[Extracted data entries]
..............................

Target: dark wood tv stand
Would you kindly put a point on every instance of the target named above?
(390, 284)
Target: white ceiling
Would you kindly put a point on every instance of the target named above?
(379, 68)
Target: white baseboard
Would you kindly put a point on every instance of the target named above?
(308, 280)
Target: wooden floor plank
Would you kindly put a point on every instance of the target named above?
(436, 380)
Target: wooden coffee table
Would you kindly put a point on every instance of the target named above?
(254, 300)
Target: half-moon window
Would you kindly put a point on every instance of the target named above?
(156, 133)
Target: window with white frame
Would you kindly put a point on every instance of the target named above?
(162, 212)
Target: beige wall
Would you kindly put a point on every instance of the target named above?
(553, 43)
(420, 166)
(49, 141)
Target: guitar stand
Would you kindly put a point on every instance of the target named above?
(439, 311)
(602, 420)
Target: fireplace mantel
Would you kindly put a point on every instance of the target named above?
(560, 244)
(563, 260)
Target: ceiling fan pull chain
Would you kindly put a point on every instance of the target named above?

..............................

Task details :: Set down nothing but the lines from the one with "Target: window with white frame" through the end of the records, keeping each line exactly as written and including both ends.

Finished exercise ::
Target: window with white frame
Would you kindly put a point on every instance of the target named above?
(162, 212)
Target: beige wall
Would you kindly put a point on every instance of the target named above?
(553, 43)
(420, 166)
(49, 141)
Target: guitar stand
Would you kindly put a point on every instance of the target named above?
(439, 311)
(602, 420)
Target: fireplace mantel
Would you kindly put a point on every instance of the target named above?
(560, 244)
(563, 260)
Target: ceiling fan pull chain
Would you kindly put a point on every instance of the target named above?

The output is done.